- Task objective: Copy the entries below exactly, line for line.

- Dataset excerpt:
....

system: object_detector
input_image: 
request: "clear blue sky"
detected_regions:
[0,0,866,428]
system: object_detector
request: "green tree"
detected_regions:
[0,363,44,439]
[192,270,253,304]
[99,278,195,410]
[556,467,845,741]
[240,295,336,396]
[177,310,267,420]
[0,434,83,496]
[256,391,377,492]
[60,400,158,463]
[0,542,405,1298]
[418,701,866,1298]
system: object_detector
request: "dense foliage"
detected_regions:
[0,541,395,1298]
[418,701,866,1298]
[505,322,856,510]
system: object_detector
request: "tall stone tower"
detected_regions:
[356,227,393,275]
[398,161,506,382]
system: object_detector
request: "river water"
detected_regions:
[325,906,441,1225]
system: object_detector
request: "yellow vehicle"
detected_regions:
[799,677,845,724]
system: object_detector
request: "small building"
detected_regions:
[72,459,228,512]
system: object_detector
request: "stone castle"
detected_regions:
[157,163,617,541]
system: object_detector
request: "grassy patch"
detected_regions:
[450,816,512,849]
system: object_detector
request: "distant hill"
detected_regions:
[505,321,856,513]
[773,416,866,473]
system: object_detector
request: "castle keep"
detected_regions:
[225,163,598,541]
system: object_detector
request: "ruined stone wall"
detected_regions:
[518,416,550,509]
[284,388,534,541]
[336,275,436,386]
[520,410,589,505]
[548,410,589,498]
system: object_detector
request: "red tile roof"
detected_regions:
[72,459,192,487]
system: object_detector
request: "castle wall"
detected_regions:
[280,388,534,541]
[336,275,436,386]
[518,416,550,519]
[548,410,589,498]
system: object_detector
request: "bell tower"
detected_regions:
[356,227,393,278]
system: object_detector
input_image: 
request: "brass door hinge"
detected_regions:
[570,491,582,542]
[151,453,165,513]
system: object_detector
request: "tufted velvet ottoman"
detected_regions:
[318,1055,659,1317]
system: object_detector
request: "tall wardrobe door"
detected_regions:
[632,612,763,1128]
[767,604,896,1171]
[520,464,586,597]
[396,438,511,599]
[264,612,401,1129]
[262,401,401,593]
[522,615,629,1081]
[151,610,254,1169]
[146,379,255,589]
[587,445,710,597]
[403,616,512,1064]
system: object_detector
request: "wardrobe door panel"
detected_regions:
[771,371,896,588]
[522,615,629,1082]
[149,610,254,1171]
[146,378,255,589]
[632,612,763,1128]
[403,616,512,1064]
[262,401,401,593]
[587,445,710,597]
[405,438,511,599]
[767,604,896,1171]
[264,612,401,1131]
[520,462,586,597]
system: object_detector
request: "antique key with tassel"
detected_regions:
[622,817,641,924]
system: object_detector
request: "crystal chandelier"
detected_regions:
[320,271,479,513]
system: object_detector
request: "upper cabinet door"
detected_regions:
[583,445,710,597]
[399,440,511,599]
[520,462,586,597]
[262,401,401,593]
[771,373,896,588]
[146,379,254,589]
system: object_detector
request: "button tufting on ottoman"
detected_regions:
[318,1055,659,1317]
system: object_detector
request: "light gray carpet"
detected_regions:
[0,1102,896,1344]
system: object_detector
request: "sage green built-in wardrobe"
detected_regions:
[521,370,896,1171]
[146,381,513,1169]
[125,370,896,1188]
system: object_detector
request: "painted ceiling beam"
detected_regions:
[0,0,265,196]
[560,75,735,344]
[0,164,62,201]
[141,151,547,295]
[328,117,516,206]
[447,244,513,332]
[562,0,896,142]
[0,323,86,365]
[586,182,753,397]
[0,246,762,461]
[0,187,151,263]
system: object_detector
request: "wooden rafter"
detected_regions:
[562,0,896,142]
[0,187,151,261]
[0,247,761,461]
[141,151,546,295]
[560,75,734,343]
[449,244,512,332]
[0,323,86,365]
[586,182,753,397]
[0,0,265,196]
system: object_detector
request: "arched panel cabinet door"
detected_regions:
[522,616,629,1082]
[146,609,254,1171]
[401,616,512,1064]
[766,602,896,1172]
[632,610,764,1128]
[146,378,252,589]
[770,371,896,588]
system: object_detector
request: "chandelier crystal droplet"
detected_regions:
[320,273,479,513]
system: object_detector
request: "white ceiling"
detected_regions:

....

- Correct result:
system: object_detector
input_image: 
request: "clear blue sky"
detected_regions:
[0,0,866,428]
system: object_detector
request: "green tree"
detected_regions:
[0,363,44,439]
[192,270,253,304]
[99,278,195,410]
[556,467,845,741]
[240,295,336,396]
[177,310,267,420]
[0,434,83,496]
[256,391,377,492]
[60,400,158,463]
[0,542,405,1298]
[418,701,866,1298]
system: object_detector
request: "dense foliage"
detected_regions:
[0,541,395,1298]
[418,701,866,1298]
[505,322,856,510]
system: object_detector
request: "tall stone tower"
detected_regions:
[356,227,393,275]
[398,161,506,382]
system: object_detector
request: "river water"
detected_regions:
[325,906,441,1225]
system: object_detector
request: "yellow vehicle"
detected_regions:
[799,677,845,724]
system: object_detector
request: "small building"
detected_regions:
[72,459,228,512]
system: object_detector
request: "stone castle"
detected_regions:
[157,163,617,541]
system: object_detector
request: "grassy patch"
detected_regions:
[450,816,512,849]
system: object_detector
request: "distant hill"
detected_regions:
[505,321,856,513]
[773,416,866,473]
system: object_detector
request: "castle keep"
detected_regions:
[225,163,598,541]
system: object_detector
request: "ruined stone wall"
detected_regions:
[518,416,550,509]
[284,388,534,541]
[336,275,436,386]
[520,410,589,505]
[548,410,589,498]
system: object_detector
request: "red tile roof"
detected_regions:
[72,459,192,487]
system: object_detector
request: "castle wall"
detected_regions:
[280,388,534,541]
[336,275,436,386]
[518,416,550,519]
[548,410,589,498]
system: object_detector
request: "bell tower"
detected_regions:
[356,227,393,278]
system: object_detector
input_image: 
request: "brass door hinge"
detected_regions:
[570,491,582,542]
[151,453,165,513]
system: object_detector
request: "tufted velvet ottoman"
detected_regions:
[318,1055,659,1317]
system: object_detector
request: "tall wardrobe door"
detected_regions:
[632,612,763,1128]
[767,604,896,1171]
[520,464,586,597]
[396,438,511,599]
[264,612,401,1129]
[262,401,401,593]
[522,615,629,1081]
[151,610,254,1169]
[146,379,255,589]
[587,445,710,597]
[403,616,512,1064]
system: object_detector
request: "wardrobe door panel"
detected_regions:
[771,371,896,588]
[522,615,629,1082]
[149,610,254,1171]
[146,378,255,589]
[632,612,763,1128]
[403,616,512,1064]
[262,401,401,593]
[587,445,710,597]
[405,438,511,599]
[767,604,896,1171]
[264,612,401,1131]
[520,462,586,597]
system: object_detector
request: "antique key with tassel"
detected_regions:
[622,817,641,924]
system: object_detector
request: "crystal chandelier"
detected_regions:
[320,271,479,513]
system: object_detector
request: "upper cabinet door"
detected_regions:
[583,445,710,597]
[399,440,511,599]
[520,462,586,597]
[262,401,401,593]
[771,373,896,588]
[146,379,254,589]
system: object_detector
request: "button tufting on ottoman"
detected_regions:
[318,1055,659,1317]
system: object_detector
request: "light gray carpet"
detected_regions:
[0,1102,896,1344]
system: object_detector
request: "sage green built-in wardrobe"
detected_regions:
[521,370,896,1171]
[146,381,513,1169]
[125,370,896,1188]
system: object_detector
request: "painted ceiling beam"
detected_regions:
[0,0,265,196]
[560,75,735,344]
[0,164,62,201]
[141,151,547,295]
[328,117,516,206]
[447,244,513,332]
[562,0,896,142]
[0,323,86,365]
[586,182,753,397]
[0,246,762,461]
[0,187,151,263]
system: object_detector
request: "wooden rafter"
detected_regions:
[562,0,896,142]
[0,187,151,261]
[0,247,761,461]
[141,151,546,295]
[560,75,734,343]
[449,244,512,332]
[0,323,86,365]
[586,182,753,397]
[0,0,265,196]
system: object_detector
request: "arched panel cabinet door"
detected_regions:
[522,616,629,1082]
[146,609,254,1171]
[401,616,512,1064]
[766,602,896,1172]
[632,610,764,1128]
[146,378,252,589]
[770,371,896,588]
system: object_detector
request: "chandelier crystal droplet"
detected_regions:
[320,273,479,513]
system: object_detector
request: "white ceiling"
detected_regions:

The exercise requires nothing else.